Each line containing the word "person" must be copied from the material below.

[Opening Input for this task section]

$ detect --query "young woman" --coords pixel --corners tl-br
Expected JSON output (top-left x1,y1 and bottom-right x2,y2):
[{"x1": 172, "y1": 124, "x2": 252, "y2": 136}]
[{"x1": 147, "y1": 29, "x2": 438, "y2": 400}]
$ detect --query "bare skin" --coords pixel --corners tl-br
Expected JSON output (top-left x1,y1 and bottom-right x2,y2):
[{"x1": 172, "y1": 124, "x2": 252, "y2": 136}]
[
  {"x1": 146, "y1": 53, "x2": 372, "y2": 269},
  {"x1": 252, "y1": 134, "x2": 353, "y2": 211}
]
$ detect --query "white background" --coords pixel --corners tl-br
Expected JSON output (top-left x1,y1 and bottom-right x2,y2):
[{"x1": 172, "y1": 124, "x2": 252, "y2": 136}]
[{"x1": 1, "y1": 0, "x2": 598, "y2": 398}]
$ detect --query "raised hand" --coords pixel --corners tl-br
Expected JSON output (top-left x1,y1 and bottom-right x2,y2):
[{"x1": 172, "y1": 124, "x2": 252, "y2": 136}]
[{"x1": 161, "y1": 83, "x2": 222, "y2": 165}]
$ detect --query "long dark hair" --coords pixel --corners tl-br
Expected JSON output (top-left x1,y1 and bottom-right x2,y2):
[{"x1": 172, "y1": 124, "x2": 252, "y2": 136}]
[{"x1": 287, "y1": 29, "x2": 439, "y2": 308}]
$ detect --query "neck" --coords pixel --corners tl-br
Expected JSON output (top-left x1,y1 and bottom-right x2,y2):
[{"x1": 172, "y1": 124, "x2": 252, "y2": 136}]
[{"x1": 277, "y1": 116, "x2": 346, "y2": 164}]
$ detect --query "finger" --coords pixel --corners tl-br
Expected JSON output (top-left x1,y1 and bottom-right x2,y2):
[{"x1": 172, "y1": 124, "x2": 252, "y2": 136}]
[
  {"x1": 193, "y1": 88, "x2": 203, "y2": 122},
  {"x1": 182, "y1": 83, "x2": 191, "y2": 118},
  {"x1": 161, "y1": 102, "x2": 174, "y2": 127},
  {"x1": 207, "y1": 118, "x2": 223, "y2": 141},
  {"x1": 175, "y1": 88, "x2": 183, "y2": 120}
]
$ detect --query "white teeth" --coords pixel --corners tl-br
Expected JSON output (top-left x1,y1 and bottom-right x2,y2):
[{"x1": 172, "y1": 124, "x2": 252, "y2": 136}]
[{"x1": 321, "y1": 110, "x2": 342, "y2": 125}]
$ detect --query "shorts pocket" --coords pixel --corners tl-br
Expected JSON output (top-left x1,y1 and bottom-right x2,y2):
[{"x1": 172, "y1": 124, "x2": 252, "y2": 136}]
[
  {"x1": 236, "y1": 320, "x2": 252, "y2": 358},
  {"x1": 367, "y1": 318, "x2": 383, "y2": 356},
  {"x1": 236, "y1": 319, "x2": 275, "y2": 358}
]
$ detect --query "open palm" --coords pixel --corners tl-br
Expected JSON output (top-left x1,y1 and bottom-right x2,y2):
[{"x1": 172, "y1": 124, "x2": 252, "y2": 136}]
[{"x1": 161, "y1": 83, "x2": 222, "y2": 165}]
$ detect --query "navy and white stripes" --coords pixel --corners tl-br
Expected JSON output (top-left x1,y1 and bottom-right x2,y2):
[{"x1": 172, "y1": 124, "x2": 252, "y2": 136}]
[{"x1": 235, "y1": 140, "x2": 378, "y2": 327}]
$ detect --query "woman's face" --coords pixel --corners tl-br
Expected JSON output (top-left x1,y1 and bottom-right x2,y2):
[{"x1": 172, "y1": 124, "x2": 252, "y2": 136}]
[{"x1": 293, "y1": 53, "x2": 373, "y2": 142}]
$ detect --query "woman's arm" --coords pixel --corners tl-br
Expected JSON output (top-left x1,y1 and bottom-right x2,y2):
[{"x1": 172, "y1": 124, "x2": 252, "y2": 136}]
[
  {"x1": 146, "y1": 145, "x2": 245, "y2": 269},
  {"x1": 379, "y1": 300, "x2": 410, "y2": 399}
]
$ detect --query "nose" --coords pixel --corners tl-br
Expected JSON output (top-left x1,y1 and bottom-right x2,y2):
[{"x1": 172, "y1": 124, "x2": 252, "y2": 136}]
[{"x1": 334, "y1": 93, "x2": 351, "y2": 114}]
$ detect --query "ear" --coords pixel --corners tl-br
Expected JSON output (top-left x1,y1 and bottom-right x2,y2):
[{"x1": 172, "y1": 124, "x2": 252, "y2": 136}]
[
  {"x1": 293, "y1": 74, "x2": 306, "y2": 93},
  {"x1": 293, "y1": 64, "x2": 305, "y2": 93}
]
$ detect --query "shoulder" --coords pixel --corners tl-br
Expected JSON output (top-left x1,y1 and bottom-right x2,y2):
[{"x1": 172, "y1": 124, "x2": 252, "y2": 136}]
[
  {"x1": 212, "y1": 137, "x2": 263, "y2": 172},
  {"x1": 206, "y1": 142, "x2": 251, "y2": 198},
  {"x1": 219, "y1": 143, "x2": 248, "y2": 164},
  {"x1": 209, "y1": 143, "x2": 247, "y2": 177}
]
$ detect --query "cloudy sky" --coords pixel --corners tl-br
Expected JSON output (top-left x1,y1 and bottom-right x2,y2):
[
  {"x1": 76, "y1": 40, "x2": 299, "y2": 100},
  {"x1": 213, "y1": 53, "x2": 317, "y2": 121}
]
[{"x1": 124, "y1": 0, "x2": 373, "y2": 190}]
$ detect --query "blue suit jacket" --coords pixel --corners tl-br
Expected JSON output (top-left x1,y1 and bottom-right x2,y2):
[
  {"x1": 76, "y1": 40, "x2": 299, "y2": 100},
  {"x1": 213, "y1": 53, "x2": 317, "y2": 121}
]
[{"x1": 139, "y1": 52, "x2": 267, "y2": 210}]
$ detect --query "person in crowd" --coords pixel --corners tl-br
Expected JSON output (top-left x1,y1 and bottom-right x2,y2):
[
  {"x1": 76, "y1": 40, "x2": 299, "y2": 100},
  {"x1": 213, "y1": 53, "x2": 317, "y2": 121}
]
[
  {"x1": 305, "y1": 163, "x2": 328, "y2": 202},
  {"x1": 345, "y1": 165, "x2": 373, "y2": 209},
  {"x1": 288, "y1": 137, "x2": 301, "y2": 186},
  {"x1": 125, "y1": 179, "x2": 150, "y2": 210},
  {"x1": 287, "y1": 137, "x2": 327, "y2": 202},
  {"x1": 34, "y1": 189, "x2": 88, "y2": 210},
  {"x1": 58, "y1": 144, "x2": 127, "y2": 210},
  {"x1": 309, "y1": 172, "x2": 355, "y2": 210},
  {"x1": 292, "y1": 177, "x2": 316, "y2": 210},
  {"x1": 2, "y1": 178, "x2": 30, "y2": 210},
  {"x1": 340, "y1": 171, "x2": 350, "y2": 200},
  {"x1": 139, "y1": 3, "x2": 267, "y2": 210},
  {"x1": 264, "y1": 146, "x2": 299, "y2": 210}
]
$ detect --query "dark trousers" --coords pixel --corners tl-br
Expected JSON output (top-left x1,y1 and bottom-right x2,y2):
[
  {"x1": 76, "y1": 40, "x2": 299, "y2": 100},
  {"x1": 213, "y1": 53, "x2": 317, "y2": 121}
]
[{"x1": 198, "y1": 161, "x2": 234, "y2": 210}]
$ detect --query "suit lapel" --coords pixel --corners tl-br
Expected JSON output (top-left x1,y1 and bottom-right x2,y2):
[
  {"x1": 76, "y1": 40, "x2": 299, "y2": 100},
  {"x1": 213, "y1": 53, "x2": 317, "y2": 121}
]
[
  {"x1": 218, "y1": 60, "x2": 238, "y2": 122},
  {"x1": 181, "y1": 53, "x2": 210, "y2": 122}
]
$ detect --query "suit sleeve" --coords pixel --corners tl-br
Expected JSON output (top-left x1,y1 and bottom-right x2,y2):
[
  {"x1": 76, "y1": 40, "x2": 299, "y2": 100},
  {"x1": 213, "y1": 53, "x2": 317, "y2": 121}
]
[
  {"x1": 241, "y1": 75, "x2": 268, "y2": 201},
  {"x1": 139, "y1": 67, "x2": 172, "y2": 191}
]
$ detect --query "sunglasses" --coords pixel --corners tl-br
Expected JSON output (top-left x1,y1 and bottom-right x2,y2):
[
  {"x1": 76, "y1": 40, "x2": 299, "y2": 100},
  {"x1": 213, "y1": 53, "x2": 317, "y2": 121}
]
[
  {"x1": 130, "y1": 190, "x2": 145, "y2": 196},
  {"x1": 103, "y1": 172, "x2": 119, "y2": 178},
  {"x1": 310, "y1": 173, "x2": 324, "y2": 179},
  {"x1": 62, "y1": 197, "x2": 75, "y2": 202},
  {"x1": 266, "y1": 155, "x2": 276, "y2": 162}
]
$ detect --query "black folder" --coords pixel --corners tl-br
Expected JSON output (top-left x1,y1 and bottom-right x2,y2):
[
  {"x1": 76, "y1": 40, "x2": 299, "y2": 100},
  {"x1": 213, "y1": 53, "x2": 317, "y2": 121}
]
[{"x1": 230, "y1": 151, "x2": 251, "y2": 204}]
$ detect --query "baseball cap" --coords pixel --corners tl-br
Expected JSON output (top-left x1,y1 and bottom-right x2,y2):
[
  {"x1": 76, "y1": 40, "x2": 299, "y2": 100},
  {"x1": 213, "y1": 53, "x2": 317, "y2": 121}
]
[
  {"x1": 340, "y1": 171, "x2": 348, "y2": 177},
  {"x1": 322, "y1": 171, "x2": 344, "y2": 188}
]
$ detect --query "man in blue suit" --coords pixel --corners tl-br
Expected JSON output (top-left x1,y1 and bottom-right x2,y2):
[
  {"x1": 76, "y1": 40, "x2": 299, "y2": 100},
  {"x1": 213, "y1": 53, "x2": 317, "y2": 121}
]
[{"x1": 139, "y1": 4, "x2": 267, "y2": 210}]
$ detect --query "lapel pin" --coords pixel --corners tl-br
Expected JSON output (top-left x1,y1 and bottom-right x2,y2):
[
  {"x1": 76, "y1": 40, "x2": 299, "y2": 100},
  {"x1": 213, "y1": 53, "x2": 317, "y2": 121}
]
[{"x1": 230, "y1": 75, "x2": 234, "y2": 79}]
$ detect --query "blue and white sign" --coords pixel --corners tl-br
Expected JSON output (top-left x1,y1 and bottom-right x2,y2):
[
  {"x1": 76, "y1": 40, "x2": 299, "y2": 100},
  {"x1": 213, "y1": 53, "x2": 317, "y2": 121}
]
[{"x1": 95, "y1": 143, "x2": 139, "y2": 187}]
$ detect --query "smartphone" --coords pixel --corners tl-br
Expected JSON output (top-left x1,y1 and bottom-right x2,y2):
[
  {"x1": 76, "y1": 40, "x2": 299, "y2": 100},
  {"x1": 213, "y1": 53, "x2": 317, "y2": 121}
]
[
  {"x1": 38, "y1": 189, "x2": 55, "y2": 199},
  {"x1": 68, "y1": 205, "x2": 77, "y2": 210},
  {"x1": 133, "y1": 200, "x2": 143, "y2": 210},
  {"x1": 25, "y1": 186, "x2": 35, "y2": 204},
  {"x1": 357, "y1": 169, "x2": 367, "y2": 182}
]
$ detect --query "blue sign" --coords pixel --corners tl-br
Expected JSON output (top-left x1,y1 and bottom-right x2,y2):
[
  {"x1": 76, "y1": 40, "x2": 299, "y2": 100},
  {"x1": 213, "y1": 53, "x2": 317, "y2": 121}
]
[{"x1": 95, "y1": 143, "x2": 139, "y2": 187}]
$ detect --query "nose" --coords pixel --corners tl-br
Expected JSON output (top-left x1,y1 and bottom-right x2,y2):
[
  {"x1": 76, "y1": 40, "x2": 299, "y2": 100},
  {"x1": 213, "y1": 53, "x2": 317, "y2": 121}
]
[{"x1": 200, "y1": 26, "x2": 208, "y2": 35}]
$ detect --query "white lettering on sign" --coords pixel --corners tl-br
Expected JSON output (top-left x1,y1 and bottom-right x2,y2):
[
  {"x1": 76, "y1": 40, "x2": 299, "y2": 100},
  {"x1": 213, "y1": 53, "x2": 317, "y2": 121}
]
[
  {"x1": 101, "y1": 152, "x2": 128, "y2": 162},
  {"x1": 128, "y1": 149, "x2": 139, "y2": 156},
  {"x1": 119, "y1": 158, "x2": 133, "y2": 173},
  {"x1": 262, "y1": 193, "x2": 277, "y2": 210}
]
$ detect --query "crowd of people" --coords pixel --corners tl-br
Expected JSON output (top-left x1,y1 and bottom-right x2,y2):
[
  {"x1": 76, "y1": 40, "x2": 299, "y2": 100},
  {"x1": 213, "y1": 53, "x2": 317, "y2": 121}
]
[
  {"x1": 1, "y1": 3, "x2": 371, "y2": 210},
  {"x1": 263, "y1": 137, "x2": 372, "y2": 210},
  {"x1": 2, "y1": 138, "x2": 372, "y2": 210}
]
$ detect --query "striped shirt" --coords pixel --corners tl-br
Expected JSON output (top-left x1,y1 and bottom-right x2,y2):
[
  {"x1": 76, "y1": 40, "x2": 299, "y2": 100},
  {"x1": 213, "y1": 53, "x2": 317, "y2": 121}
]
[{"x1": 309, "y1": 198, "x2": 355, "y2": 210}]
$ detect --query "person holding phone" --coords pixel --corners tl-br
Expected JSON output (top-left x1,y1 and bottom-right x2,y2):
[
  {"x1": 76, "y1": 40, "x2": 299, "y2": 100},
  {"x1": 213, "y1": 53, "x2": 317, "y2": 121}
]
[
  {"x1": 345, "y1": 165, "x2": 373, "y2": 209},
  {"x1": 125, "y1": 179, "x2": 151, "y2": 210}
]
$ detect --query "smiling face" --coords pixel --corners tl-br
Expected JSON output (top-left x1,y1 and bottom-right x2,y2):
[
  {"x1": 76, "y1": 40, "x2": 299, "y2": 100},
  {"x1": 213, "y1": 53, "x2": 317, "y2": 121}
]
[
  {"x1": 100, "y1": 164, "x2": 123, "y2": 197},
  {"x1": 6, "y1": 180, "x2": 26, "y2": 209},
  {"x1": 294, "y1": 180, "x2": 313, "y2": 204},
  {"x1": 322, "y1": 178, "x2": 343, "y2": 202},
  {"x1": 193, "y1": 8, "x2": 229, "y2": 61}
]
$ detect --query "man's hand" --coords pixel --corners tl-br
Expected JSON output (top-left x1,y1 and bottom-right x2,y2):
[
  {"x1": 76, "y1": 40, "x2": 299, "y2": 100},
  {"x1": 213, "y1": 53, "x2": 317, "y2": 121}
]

[Closing Input for this task section]

* _Output of the task_
$ detect --query "person in crowd" --coords pixel --corners tl-br
$ detect --query "person holding phone" --coords pixel --corners tl-br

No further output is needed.